■ Passage given ■
Let us assume that we have a string (or “token”) of e.g. 15 characters for a (German) word. The token contains some error in the sense of a wrongly written or omitted letter. Unfortunately, our text-analysis program does not know which letter of the string is wrongly written. So it wants to find words which may fit to the general character structure. We therefore pick a few 3-grams at given positions of our token. We then want to find words which match two or three 3-char-grams at different positions of the string – hoping that we chose 3-char-grams which do not contain any error. If we get no match we try different a different combination of 3-gram-positions.

In such a brute-force comparison process you would like to quickly pin down the number of matching words with a very limited bunch of 3-grams of the test token. The grams’ positions should be chosen such that the hit list contains a minimum of fitting words. We, therefore, can pose this problem in a different way:

Which chosen positions or positional distances of two or three 3-char-grams inside a string token reduces the list of matching words from a vocabulary to a minimum?

Excerpts of pointing data:
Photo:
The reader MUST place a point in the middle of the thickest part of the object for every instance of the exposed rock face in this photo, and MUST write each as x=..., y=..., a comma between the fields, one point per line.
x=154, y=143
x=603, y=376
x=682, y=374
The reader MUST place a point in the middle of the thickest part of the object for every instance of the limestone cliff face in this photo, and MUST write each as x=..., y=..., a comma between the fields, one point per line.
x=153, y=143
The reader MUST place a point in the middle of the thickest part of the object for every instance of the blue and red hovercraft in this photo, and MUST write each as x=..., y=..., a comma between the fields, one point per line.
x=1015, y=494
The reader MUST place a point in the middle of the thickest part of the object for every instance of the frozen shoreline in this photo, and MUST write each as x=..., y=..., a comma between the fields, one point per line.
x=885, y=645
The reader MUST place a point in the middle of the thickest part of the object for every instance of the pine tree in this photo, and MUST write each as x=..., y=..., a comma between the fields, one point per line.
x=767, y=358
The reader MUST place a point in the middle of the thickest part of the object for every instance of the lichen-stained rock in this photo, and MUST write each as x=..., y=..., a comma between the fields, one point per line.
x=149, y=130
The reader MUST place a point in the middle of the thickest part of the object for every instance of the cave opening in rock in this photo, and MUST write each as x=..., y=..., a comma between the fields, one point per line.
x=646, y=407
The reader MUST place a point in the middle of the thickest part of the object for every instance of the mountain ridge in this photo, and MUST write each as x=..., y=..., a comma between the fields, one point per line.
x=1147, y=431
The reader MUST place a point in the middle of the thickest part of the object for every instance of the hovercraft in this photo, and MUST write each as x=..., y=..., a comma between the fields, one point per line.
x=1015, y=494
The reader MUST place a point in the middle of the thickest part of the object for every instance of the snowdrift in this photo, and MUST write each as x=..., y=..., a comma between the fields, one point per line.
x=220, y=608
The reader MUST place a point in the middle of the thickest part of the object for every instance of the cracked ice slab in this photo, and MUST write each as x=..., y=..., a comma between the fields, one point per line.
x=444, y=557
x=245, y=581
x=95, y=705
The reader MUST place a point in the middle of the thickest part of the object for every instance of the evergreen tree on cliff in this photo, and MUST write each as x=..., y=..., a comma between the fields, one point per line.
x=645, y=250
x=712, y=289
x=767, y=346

■ Task brief ■
In the passage on matching misspelled words with 3-char-grams, what is tried when no match is found?

■ Task result ■
A different combination of 3-gram positions is tried.